THE INPUT:
--- begin ---
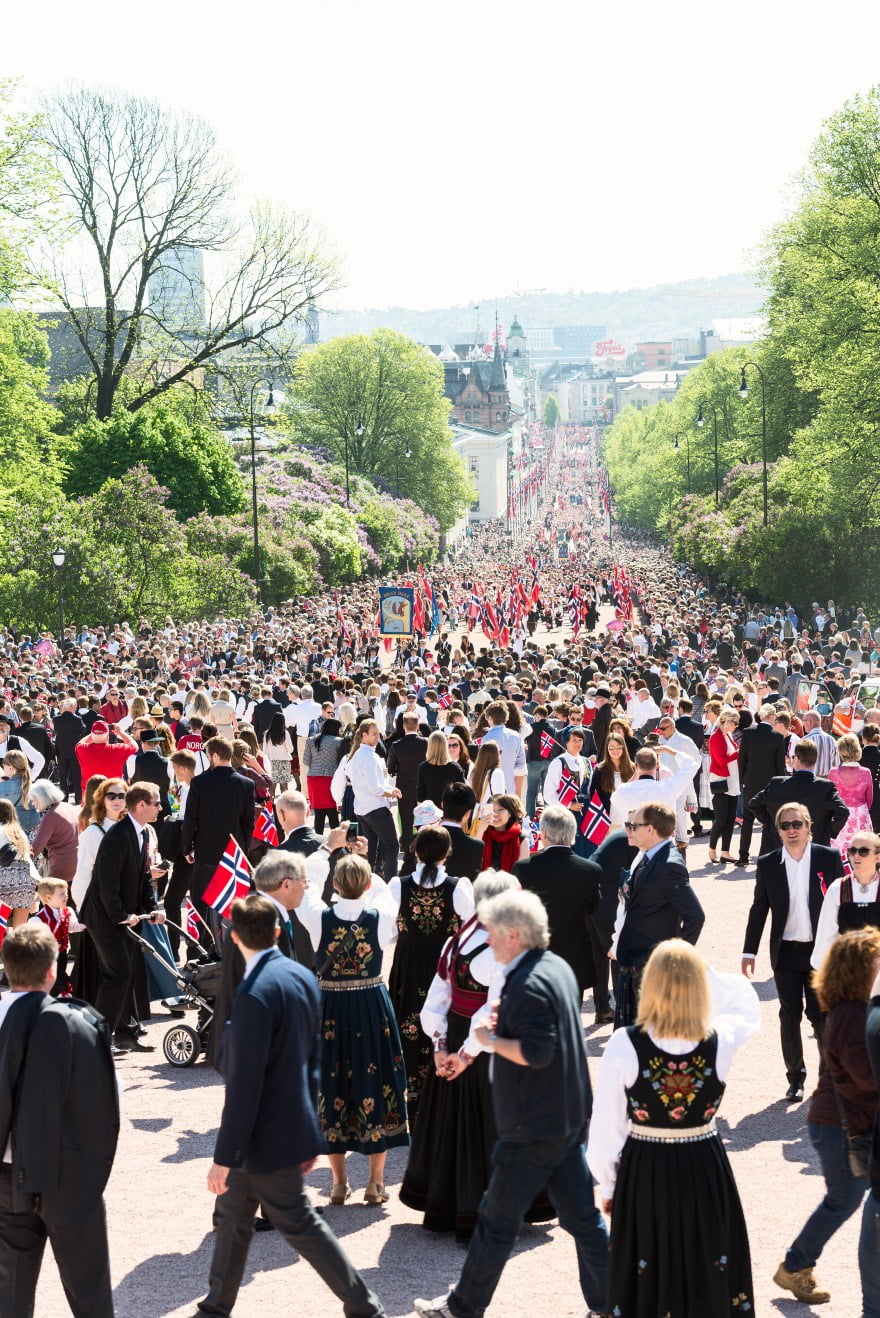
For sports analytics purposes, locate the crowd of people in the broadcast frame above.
[0,436,880,1318]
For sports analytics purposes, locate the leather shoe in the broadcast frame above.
[115,1035,155,1053]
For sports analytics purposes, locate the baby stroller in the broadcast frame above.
[128,912,221,1066]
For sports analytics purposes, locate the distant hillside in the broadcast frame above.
[320,274,764,343]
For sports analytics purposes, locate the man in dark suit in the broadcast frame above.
[198,894,385,1318]
[53,697,87,801]
[748,737,850,855]
[614,801,706,1029]
[590,828,636,1025]
[743,801,843,1103]
[414,892,607,1318]
[82,783,165,1052]
[400,783,483,883]
[0,924,119,1318]
[514,805,607,1012]
[389,713,428,851]
[739,705,788,865]
[180,737,256,929]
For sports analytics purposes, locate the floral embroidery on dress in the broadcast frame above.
[630,1053,715,1123]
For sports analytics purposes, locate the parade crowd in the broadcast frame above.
[0,434,880,1318]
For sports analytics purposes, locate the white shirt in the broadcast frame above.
[611,738,700,828]
[783,845,813,942]
[810,875,880,970]
[586,966,761,1199]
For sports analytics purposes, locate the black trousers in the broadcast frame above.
[773,942,822,1085]
[90,927,141,1033]
[588,920,611,1011]
[0,1162,113,1318]
[199,1166,385,1318]
[357,805,399,883]
[58,755,82,804]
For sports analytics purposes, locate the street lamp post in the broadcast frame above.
[51,546,67,650]
[738,361,768,526]
[250,380,275,604]
[697,403,718,507]
[673,431,690,494]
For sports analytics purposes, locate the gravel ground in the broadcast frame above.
[32,841,860,1318]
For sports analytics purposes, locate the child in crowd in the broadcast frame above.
[30,879,86,998]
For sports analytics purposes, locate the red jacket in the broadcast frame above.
[709,728,739,778]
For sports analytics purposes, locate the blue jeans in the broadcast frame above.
[785,1122,868,1272]
[526,759,549,820]
[859,1181,880,1318]
[447,1137,609,1318]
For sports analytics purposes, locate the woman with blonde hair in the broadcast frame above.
[0,799,40,925]
[0,750,40,833]
[773,927,880,1313]
[586,938,760,1318]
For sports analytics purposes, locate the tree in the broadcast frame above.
[59,395,245,519]
[38,87,336,420]
[543,394,563,427]
[287,330,474,530]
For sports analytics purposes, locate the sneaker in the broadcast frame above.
[773,1263,831,1305]
[412,1292,454,1318]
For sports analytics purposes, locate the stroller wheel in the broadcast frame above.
[162,1025,202,1066]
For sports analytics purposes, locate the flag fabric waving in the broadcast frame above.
[581,792,611,846]
[202,834,250,920]
[254,805,278,846]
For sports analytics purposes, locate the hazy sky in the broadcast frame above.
[6,0,880,307]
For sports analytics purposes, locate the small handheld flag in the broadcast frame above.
[254,805,278,846]
[203,836,250,920]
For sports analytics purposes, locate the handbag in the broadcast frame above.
[829,1070,873,1181]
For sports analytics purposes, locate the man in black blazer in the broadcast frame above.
[180,737,256,928]
[613,801,706,1029]
[0,923,119,1318]
[400,783,482,883]
[514,805,602,998]
[198,894,385,1318]
[414,892,607,1318]
[739,705,786,865]
[590,828,638,1025]
[743,801,843,1103]
[82,783,165,1052]
[748,737,850,855]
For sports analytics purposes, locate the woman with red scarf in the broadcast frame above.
[482,792,528,874]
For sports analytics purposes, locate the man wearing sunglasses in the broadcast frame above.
[743,801,843,1103]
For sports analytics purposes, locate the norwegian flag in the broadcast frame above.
[202,834,250,920]
[183,898,202,942]
[254,805,278,846]
[540,733,559,759]
[581,792,611,846]
[559,764,578,805]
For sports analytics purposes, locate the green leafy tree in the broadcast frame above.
[62,399,245,518]
[543,394,563,426]
[34,86,336,420]
[287,330,474,530]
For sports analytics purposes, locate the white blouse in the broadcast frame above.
[810,875,880,970]
[586,966,761,1199]
[419,924,498,1057]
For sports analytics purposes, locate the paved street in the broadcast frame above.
[37,827,860,1318]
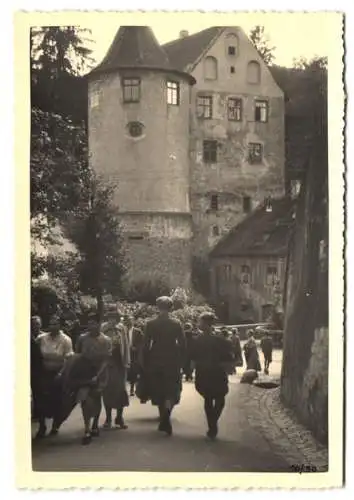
--- end ---
DESCRIPTION OF THE TASK: Rewrite all of the rows above, replacing "broadcast frame" with "video still" and changing nothing else. Leave the pictures out.

SOLUTION BELOW:
For sports analytics purposes, locate the crowd of people in the video still above.
[0,436,880,1318]
For sports analytics purposes, locate the leather shoe in the video still above.
[115,1035,155,1053]
For sports analytics purposes, locate the baby stroller in the video still above.
[128,912,221,1066]
For sports analytics purposes, locate the distant hillside in the video still above.
[320,274,764,343]
For sports analytics purposes, locate the man in dark suit in the video still above.
[198,894,385,1318]
[53,697,87,801]
[748,737,850,855]
[614,801,706,1029]
[590,828,636,1025]
[743,801,843,1103]
[414,892,607,1318]
[82,783,165,1052]
[400,783,483,883]
[0,924,119,1318]
[514,805,607,1012]
[389,713,428,851]
[739,705,788,865]
[180,737,256,929]
For sports analytics purposes, locate the floral embroidery on dress in the video still above.
[630,1053,715,1123]
For sports analytics purposes, locate the parade crowd in the video still above.
[0,434,880,1318]
For sports analytics purposes, locate the white shirt in the video still above.
[611,738,700,828]
[783,845,813,942]
[810,875,880,970]
[586,966,761,1199]
For sports analytics purposes, locate the black trousers in the video still above.
[773,942,822,1085]
[90,927,141,1033]
[588,920,611,1011]
[0,1162,113,1318]
[199,1166,385,1318]
[357,805,399,883]
[58,755,82,804]
For sports analytics purposes, locate the street lamp post in the video still above.
[51,546,67,650]
[738,361,768,526]
[250,380,275,604]
[697,403,718,507]
[673,431,690,494]
For sports analytics purposes, locate the gravel ground in the video still above.
[32,841,860,1318]
For sports analytics purposes, locate the child in crowd in the video still above.
[30,879,86,998]
For sports analytics purposes, locate the red jacket in the video still above.
[709,728,739,778]
For sports analytics purposes, locate the blue jeans in the video still above.
[785,1122,868,1272]
[526,759,549,820]
[859,1181,880,1318]
[447,1137,609,1318]
For sports analytics purposes, locate the woman with blonde hair in the video still above.
[0,799,40,925]
[0,750,40,833]
[773,927,880,1313]
[586,938,760,1318]
For sports analytics purposes, locate the tree in the video still above.
[59,395,245,519]
[38,87,336,420]
[543,394,563,427]
[287,330,474,530]
For sports analytics purposes, locate the sneaker in the video still above.
[773,1263,831,1305]
[412,1292,454,1318]
For sports analytics purposes, locate the stroller wheel in the video still above.
[162,1025,202,1066]
For sports analytics purposes, locate the flag fabric waving in the video still above.
[581,792,611,846]
[202,834,250,920]
[254,805,278,846]
For sports analytics purposes, locate the hazy sky in the video still above.
[6,0,880,307]
For sports analytics purposes, locate the small handheld flag in the video still above.
[254,805,278,846]
[203,836,250,920]
For sports analytics purposes, locate the handbag in the video still above.
[829,1070,873,1181]
For sports analytics purposes, locate the man in black blazer in the video still above.
[180,737,256,928]
[613,801,706,1029]
[0,923,119,1318]
[400,783,482,883]
[514,805,602,998]
[198,894,385,1318]
[414,892,607,1318]
[739,705,786,865]
[590,828,638,1025]
[743,801,843,1103]
[82,783,165,1052]
[748,737,850,855]
For sports analytics purposes, locate the woman with red scarf in the video still above.
[482,792,528,874]
For sports analytics purposes, locate the man wearing sunglasses in the video still above.
[743,801,843,1103]
For sports analytics purposes, locate the norwegian flag in the video still above.
[202,834,250,920]
[183,898,202,942]
[254,805,278,846]
[540,733,559,759]
[581,792,611,846]
[559,764,578,805]
For sports analytics purposes, locate the green leafy tree in the video still above.
[62,399,245,518]
[543,394,563,426]
[34,86,336,420]
[287,330,474,530]
For sports analytics purposes, locate the white blouse in the video still above.
[810,875,880,970]
[586,966,761,1199]
[419,924,498,1057]
For sports analytics purposes, locate the paved street in the video still above.
[37,827,860,1318]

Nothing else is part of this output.